* Exercise description
Please state how many lines in the records below contain the word "sleeve", giving only the number.

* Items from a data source
□ □ □ □ □
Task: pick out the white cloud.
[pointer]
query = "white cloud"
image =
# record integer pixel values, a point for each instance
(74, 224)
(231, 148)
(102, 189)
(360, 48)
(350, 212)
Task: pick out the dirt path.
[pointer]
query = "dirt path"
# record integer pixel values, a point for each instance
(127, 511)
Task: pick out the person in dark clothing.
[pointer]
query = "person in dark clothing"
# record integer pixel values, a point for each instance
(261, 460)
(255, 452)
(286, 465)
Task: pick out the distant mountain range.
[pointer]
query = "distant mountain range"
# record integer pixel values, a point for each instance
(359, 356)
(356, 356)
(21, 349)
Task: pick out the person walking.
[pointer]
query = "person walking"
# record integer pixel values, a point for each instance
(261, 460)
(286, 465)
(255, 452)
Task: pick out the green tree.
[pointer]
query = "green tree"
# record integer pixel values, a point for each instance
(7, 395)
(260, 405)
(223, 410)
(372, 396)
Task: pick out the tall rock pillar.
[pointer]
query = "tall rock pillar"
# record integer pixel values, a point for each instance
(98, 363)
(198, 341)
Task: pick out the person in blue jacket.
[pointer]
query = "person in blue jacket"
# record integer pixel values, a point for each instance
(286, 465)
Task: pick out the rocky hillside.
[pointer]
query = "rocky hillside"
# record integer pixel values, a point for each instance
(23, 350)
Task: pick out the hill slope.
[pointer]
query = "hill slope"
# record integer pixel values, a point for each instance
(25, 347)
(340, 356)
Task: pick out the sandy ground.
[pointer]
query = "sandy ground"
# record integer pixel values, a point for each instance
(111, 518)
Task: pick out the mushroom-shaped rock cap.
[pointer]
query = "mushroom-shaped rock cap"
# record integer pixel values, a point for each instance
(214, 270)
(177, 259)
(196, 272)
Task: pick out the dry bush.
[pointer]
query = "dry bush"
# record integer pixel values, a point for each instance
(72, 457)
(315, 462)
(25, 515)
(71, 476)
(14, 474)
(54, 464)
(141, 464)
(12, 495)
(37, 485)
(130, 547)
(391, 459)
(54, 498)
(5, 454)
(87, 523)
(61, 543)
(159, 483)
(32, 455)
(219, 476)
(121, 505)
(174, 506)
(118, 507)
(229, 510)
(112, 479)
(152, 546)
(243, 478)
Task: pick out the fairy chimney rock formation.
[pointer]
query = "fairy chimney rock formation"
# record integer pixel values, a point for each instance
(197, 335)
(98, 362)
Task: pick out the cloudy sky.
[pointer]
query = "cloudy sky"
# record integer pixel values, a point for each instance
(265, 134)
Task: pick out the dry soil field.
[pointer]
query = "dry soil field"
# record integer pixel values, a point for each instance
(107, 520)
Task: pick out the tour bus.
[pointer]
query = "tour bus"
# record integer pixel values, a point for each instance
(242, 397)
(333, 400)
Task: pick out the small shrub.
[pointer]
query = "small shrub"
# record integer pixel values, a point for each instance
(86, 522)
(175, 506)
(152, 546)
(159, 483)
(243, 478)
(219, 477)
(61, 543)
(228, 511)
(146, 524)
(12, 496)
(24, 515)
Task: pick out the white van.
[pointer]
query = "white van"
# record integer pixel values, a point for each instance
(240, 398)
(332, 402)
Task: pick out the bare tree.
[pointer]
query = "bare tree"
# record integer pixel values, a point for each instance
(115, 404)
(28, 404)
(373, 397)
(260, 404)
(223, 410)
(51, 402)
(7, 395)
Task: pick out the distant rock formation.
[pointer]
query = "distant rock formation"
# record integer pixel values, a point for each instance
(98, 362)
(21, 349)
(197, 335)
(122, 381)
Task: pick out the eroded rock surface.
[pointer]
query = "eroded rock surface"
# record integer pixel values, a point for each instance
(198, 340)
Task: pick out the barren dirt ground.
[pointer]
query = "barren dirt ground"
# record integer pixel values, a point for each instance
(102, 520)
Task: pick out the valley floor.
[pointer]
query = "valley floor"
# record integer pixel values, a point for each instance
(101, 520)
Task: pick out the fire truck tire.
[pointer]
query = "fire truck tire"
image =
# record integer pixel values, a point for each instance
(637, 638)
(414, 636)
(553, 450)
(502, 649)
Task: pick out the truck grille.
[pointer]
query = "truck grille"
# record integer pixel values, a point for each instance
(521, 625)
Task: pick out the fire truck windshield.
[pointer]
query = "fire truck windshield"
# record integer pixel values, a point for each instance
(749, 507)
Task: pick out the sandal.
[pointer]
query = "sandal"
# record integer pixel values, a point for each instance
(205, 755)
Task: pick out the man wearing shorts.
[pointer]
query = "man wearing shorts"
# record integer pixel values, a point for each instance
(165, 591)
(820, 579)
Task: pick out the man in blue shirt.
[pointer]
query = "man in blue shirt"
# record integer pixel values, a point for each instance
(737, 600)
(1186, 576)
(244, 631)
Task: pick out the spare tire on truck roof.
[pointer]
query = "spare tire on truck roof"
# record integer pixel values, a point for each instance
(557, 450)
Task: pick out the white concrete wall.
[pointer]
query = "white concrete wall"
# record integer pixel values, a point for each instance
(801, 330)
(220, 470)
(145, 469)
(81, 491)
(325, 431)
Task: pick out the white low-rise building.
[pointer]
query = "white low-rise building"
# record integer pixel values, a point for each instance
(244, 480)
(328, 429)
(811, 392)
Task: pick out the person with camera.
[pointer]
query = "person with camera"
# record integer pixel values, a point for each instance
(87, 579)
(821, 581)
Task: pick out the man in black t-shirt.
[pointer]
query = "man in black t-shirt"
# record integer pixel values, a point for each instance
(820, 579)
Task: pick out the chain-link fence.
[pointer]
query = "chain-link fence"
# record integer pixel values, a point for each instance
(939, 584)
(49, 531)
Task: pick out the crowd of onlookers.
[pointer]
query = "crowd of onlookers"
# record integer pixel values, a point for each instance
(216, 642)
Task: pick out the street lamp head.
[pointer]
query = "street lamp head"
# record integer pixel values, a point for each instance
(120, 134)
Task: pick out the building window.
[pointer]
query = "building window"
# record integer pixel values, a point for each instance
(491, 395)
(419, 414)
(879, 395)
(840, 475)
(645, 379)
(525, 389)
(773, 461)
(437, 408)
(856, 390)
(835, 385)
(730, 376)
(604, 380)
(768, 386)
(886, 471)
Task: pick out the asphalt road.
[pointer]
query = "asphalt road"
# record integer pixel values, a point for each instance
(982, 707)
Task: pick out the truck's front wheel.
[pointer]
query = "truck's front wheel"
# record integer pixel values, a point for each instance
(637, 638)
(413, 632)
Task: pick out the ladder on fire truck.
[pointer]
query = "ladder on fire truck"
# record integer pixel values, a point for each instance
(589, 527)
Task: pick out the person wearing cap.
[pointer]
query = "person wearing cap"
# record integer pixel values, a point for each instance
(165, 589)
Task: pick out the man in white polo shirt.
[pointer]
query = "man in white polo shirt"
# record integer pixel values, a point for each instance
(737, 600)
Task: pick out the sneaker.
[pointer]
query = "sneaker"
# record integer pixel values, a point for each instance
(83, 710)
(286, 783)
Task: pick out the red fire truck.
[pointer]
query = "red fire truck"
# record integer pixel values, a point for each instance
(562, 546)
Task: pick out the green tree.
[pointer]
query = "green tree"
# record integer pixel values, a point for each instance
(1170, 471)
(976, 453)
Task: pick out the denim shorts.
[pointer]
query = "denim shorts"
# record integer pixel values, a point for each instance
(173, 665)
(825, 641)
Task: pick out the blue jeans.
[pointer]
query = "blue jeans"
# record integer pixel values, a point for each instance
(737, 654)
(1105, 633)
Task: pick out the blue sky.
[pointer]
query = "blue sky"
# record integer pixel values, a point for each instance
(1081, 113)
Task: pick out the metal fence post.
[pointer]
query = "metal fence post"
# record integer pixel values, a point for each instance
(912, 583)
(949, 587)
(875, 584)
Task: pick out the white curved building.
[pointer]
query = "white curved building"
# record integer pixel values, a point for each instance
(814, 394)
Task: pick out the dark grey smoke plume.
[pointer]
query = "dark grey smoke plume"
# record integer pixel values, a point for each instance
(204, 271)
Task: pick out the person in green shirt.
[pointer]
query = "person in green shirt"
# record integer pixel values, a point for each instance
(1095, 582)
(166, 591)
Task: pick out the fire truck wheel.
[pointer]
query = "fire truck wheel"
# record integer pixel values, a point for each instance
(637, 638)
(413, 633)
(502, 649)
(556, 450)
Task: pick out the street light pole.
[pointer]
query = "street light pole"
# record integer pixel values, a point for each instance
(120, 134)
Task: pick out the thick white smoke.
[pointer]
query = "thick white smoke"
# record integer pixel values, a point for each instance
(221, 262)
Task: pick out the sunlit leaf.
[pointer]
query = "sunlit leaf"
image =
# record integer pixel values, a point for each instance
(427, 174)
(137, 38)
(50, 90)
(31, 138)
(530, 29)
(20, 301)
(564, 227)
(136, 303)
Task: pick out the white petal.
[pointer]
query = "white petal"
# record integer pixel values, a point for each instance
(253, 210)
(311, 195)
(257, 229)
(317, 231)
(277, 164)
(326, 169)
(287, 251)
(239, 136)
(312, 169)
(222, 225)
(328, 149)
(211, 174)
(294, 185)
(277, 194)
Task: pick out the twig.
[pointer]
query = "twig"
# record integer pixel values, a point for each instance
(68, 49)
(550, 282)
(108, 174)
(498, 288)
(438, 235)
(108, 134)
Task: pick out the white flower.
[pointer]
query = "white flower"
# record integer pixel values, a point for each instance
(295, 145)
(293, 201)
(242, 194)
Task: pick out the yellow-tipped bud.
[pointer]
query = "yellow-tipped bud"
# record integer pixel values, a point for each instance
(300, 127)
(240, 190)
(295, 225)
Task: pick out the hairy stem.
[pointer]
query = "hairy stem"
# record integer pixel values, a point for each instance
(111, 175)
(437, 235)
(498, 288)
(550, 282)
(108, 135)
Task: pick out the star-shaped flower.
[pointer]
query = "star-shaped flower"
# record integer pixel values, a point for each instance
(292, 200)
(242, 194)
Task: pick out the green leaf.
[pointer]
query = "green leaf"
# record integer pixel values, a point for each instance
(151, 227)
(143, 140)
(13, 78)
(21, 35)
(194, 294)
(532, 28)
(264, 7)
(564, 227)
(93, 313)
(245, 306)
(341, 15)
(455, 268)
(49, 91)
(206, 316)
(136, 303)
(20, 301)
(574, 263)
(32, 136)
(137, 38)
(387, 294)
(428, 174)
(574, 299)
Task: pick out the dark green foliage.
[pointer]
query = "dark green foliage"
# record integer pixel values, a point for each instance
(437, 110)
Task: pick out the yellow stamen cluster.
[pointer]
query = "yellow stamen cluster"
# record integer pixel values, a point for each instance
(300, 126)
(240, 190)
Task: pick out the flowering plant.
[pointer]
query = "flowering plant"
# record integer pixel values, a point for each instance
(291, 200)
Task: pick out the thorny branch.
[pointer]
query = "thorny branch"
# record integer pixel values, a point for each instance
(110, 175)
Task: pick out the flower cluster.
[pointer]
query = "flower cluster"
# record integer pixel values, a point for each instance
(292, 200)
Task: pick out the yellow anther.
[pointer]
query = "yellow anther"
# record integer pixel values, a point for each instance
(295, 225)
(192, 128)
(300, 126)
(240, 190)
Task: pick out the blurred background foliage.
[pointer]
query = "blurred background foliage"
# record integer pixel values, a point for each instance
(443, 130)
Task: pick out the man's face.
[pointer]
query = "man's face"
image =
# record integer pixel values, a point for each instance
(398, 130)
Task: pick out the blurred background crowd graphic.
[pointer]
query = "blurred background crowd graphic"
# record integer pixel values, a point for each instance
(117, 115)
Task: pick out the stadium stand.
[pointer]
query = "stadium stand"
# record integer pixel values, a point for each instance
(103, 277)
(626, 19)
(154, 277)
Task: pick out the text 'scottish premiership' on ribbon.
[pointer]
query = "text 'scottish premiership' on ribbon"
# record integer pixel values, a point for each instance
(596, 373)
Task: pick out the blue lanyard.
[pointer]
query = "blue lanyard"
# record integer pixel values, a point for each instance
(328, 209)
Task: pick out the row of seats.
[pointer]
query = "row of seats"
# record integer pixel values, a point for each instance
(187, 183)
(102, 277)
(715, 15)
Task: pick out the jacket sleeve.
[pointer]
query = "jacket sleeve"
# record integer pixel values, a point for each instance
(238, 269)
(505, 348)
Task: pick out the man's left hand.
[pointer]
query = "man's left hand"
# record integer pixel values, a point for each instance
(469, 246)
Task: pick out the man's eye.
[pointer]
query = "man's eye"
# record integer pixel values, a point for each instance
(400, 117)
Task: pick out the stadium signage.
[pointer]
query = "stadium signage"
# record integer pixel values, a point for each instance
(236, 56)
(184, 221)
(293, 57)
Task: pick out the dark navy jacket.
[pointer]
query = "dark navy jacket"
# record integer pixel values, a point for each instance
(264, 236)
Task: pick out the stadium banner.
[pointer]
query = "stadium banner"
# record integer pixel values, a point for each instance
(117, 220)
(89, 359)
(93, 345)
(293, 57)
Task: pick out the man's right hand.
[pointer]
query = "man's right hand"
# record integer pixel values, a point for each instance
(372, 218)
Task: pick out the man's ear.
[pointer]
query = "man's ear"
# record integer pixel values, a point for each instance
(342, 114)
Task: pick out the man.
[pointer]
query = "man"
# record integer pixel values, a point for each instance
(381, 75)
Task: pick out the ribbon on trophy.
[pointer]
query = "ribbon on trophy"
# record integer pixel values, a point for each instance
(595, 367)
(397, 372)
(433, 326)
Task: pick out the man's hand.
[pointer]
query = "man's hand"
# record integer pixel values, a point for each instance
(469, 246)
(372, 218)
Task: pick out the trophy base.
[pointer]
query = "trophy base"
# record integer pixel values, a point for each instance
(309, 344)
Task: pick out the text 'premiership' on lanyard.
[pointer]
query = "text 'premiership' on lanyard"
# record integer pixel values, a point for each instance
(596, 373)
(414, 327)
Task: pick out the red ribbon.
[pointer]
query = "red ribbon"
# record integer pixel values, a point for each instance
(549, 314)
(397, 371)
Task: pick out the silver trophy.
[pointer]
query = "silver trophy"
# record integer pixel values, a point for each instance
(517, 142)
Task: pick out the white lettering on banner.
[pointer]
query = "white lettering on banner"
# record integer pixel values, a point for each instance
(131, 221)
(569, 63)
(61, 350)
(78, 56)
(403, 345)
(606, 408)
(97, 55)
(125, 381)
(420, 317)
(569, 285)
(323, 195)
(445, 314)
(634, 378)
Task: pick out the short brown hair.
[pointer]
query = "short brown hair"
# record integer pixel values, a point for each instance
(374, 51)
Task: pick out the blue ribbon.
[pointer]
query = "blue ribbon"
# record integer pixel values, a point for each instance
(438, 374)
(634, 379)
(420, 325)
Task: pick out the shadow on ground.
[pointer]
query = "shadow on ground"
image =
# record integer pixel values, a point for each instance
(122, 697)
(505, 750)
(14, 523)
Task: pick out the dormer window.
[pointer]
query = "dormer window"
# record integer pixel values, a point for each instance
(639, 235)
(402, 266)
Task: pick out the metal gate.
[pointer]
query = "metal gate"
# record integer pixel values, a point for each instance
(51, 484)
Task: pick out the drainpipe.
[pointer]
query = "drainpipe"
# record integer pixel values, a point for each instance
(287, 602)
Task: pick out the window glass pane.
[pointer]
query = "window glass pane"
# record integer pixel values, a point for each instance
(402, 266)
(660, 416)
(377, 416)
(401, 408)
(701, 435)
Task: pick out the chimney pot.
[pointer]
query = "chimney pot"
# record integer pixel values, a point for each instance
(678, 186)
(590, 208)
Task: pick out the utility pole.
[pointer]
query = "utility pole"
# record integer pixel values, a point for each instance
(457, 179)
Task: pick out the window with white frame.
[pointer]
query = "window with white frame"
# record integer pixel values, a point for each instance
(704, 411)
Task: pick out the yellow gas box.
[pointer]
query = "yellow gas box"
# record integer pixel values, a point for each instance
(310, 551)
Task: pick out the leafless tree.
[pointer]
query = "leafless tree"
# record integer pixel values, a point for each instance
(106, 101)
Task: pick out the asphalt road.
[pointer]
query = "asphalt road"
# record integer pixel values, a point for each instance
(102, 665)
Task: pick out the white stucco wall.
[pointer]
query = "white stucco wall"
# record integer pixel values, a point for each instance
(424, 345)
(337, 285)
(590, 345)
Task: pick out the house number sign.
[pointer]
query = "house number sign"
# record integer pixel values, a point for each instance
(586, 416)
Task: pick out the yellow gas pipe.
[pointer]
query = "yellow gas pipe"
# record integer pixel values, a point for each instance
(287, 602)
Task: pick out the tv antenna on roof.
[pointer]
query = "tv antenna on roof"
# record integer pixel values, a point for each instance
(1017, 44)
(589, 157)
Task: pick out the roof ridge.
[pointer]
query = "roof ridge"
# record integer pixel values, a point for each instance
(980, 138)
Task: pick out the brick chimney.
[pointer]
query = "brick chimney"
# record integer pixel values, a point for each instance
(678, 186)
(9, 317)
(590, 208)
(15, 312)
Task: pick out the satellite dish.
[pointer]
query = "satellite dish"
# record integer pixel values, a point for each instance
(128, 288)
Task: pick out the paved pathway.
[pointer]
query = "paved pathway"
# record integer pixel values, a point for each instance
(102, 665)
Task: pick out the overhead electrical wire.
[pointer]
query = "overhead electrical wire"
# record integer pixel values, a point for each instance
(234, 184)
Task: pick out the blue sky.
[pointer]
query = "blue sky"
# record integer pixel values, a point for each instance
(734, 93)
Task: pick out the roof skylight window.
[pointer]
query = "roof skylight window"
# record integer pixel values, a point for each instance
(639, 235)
□ □ □ □ □
* Solution for this problem
2